■ Requirement
Answer these three questions from the news report about the hospital emergency department wait:
1. Who brought Kristin Legault a pillow?
2. What number in line for a mental health bed was Legault told she was?
3. By what percentage have mental health volumes increased over the last five years, according to Trpkovski?

It was between two rows of waiting room chairs that 21-year-old Kristin Legault slept on the floor inside the emergency department at the London Health Sciences Centre's Victoria Hospital.

“There was nowhere to put me, I kept asking my nurse too, when am I going to get a stretcher and when am I going to get somewhere to sleep, so I eventually laid on the floor.”

Legault was brought to the hospital after seeing her general practitioner earlier that day, who recommended she go to the emergency room.

She says she was admitted, changed into a gown and then made to wait in a small area with some chairs and no privacy curtain.

Her grandmother brought her a pillow to try to make her comfortable since the long wait was causing Legault more stress.

“I had to ask the nurse for anxiety medication a few times because my anxiety was really bad and I felt I wasn’t getting any help and I felt the system is really broken,” Legault explains.

She says was eventually given a stretcher in the waiting area for a couple hours overnight but was told she was number 14 in line for a mental health bed.

She was released by doctors to be in the care of her grandmother.

“I could’ve benefitted from my medication being tweaked and being in a safe place.”

The vice president of Emergency Services and Mental Health at LHSC, Julie Trpkovski, says she’s sorry to hear this happened

“When a patient comes forward and says they didn’t have a good experience as the vice president of mental health services I just want to apologize to that patient.”

Trpkovski says currently the mental health department at Victoria Hospital is at around 110 per cent capacity, after a rapid increase of 47 per cent in mental health volumes over the last five years.

■ Dataset section
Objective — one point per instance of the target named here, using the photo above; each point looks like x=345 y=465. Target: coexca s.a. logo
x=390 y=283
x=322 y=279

■ Written answer
1. Her grandmother.
2. Number 14.
3. 47 per cent.